## TASK OBJECTIVE
Rewrite the records below as a numbered list, skipping blank lines and leaving the pictures out.

[START DATA PROVIDED]

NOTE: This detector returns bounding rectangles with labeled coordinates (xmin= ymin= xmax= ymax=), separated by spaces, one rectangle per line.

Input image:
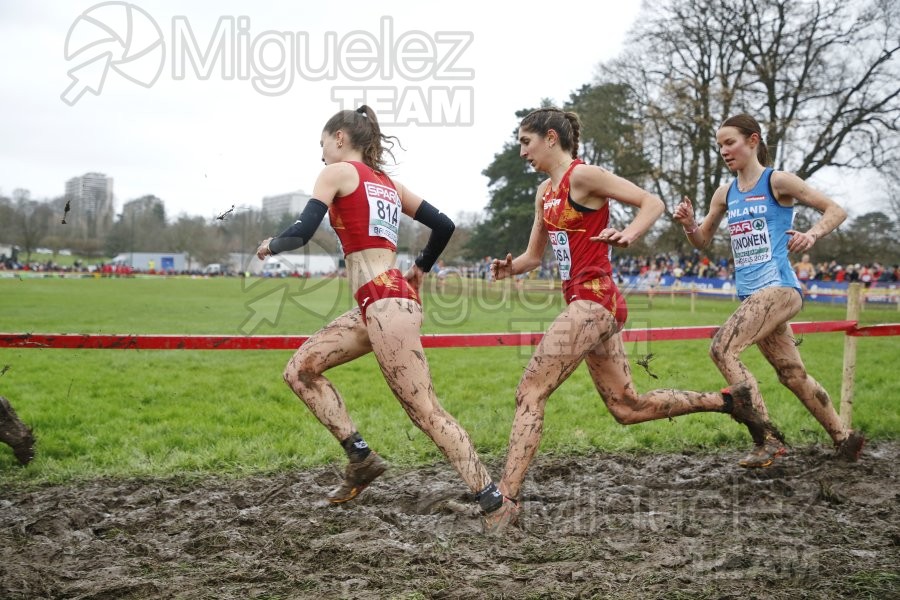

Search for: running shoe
xmin=328 ymin=452 xmax=387 ymax=504
xmin=481 ymin=496 xmax=519 ymax=535
xmin=834 ymin=431 xmax=866 ymax=462
xmin=738 ymin=434 xmax=787 ymax=469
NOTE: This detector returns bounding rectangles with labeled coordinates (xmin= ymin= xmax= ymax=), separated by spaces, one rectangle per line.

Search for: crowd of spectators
xmin=0 ymin=249 xmax=900 ymax=287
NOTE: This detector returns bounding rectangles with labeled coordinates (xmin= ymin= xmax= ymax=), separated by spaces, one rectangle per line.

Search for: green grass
xmin=0 ymin=278 xmax=900 ymax=485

[END DATA PROVIDED]

## RESULT BELOW
1. NOTE: This detector returns bounding rectangles with labeled coordinates (xmin= ymin= xmax= ymax=), separated by spaces, one rectangle per line.
2. Input image:
3. Search for: running shoe
4. xmin=328 ymin=452 xmax=387 ymax=504
5. xmin=481 ymin=496 xmax=519 ymax=535
6. xmin=834 ymin=431 xmax=866 ymax=462
7. xmin=738 ymin=434 xmax=787 ymax=469
8. NOTE: This detector returns bounding rectangles with labeled coordinates (xmin= ymin= xmax= ymax=), separated by spaces, one rectangle per line.
9. Search for: crowd of spectators
10. xmin=0 ymin=249 xmax=900 ymax=287
11. NOTE: This detector returns bounding rectangles with labeled coordinates (xmin= ymin= xmax= ymax=), separated by spaces, one rectangle per line.
12. Search for: green grass
13. xmin=0 ymin=278 xmax=900 ymax=485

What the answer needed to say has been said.